→ **SELECTED EXTRACT**
::::::::::
July 8, 2021
Buttercream frosting is easily my favorite vegan cake frosting of all time. It has a rich flavor and a thick, creamy texture that just works well on almost any cake or cupcake. This recipe makes a vegan vanilla buttercream frosting which is perfect for a white frosting base, or for coloring in a variety of colors. The best part of this frosting recipe is how easy it is to make. With just a few simple ingredients and a stand mixer (or electric hand mixer), you can have delicious vegan frosting in minutes.
The short answer is you should probably make more than you think you need. Leftover frosting can be frozen, so it's better to have extra than to run out in the middle of frosting.
How much frosting you're going to need for a batch of cupcakes will vary widely depending on how much frosting you want to use on each cupcake. If you want picturesque bakery cupcakes with huge piles of frosting on top, I'd recommend making 2 or 3 batches (4-6 cups of frosting). But for me personally, that's usually way too much frosting to actually eat. I like a nice spatula-frosted layer on top that's maybe 3/4 of an inch thick or less. If you prefer that kind of cupcake, 1 batch (2 cups) should be enough for 24 cupcakes.
For a 3-layer 6-inch cake (or a 2-layer 8-inch cake), you'll need approximately 2 batches (4 cups) of frosting. But you may use more or less depending on how thick you like your frosting to be.
If you want to color your frosting, make sure that you're using vegan food coloring. Many food colorings have weird insect-derived ingredients that are not vegan. You would typically want to use a gel food coloring in frosting to avoid watering down the texture, however, vegan liquid food coloring is much easier to find. So I recommend adding in liquid food coloring before adding in your non-dairy milk. Then, if your frosting still needs some moisture after adding the food coloring, you can add the non-dairy milk as needed. This food coloring from Whole Foods Market is the one I use most often.
To frost a picture-perfect layer cake, you'll need to start with the right tools:
A cake decorating turntable will allow you to spin the cake so you can spread and smooth the frosting along the sides.
Grease-proof cake boards provide a moveable base for your cake, so you can transfer it from the turntable to a stand or plate. Make sure they're grease-proof so you can clean up any frosting without leaving a stain on the board. You should get a board that's about 2" larger than your cake (so for a 6" cake, purchase 8" boards).
Slip-proof shelf liner is optional, but it's nice to cut and place underneath your cake board so the cake doesn't slide around while you're spreading the frosting.
A flat icing spatula will help you spread the frosting evenly around the cake. Use a small spatula for smaller cakes.
An icing smoother can be used to make the top and sides of your cake beautifully smooth.
::::::::::
→ **TASK 1**
According to the vegan buttercream article, how much frosting does a 3-layer 6-inch cake need?

→ **Records contained in a dataset**
::::::::::
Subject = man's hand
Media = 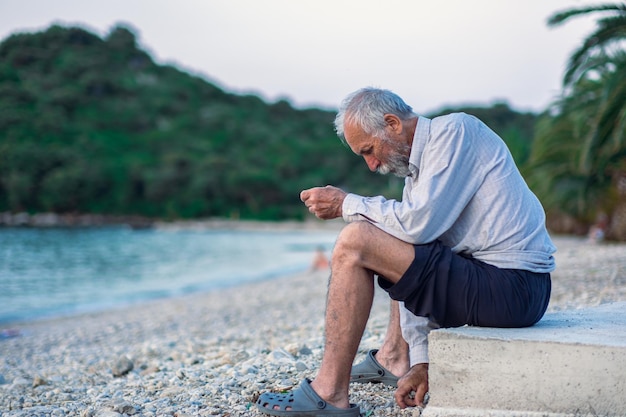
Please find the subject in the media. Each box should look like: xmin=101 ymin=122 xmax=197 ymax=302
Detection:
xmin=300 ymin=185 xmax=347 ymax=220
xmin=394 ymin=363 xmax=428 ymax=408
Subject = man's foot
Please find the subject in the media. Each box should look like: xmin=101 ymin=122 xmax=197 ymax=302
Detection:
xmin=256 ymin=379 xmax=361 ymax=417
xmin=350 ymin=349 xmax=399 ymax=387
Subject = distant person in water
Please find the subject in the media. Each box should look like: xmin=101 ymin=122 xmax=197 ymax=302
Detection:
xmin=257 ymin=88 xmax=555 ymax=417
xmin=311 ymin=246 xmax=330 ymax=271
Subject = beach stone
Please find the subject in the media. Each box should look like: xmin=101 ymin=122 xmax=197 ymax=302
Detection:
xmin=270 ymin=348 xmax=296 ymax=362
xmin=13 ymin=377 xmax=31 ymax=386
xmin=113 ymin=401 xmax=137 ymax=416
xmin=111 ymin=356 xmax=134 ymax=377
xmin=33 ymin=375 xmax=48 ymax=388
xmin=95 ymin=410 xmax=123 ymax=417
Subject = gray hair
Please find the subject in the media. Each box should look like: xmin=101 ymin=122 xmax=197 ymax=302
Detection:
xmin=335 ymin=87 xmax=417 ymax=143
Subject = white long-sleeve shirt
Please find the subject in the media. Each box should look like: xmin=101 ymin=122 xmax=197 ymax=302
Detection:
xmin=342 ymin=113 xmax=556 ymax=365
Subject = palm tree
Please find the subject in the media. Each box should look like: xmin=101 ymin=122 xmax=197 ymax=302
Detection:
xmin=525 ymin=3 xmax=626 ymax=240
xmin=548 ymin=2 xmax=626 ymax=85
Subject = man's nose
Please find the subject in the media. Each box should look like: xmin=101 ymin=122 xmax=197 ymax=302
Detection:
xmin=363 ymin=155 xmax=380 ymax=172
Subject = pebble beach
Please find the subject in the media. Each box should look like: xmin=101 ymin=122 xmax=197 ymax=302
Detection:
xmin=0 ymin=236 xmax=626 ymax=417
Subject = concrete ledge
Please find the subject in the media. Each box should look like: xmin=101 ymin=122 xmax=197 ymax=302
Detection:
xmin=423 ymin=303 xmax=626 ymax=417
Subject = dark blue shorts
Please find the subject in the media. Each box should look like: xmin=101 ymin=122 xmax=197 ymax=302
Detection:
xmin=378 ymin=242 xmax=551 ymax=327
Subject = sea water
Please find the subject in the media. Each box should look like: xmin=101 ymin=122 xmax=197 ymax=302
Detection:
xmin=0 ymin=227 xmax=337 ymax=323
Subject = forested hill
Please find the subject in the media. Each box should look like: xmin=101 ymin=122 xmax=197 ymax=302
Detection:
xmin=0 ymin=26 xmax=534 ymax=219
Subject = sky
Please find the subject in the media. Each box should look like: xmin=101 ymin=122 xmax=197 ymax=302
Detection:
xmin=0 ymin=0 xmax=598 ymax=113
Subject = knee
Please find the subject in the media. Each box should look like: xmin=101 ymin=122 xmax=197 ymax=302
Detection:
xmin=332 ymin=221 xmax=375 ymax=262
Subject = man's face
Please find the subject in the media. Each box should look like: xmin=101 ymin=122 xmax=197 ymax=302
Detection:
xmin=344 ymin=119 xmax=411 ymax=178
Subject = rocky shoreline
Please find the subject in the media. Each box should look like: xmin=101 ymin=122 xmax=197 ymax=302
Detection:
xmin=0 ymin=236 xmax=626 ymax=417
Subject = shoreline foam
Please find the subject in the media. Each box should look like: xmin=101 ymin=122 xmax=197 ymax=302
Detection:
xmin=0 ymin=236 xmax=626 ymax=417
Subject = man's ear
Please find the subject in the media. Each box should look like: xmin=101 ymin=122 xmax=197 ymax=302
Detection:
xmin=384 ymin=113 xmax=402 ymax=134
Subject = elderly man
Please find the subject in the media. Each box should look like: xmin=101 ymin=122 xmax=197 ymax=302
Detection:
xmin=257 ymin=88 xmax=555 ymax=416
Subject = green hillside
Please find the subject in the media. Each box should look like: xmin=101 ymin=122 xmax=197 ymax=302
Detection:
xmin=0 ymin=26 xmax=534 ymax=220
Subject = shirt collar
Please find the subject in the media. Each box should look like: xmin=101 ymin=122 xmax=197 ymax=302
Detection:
::::::::::
→ **TASK 2**
Return the entries from their very first line down to the line containing "xmin=95 ymin=410 xmax=123 ymax=417", with both of those lines included. Omit the pictures.

→ **RIGHT ANSWER 1**
About 2 batches, or 4 cups, of frosting.

→ **RIGHT ANSWER 2**
Subject = man's hand
Media = 
Please find the subject in the media. Each box should look like: xmin=101 ymin=122 xmax=197 ymax=302
Detection:
xmin=300 ymin=185 xmax=347 ymax=220
xmin=394 ymin=363 xmax=428 ymax=408
Subject = man's foot
Please find the subject in the media. Each box should look like: xmin=101 ymin=122 xmax=197 ymax=302
Detection:
xmin=256 ymin=379 xmax=361 ymax=417
xmin=350 ymin=349 xmax=399 ymax=387
Subject = distant person in water
Please find the subject in the media. Each box should look like: xmin=101 ymin=122 xmax=197 ymax=302
Detection:
xmin=257 ymin=88 xmax=555 ymax=417
xmin=311 ymin=246 xmax=330 ymax=271
Subject = beach stone
Please find the subject in the media. Each box should look like: xmin=101 ymin=122 xmax=197 ymax=302
Detection:
xmin=270 ymin=348 xmax=296 ymax=362
xmin=13 ymin=377 xmax=31 ymax=386
xmin=113 ymin=401 xmax=137 ymax=416
xmin=111 ymin=356 xmax=134 ymax=377
xmin=33 ymin=375 xmax=48 ymax=388
xmin=95 ymin=410 xmax=123 ymax=417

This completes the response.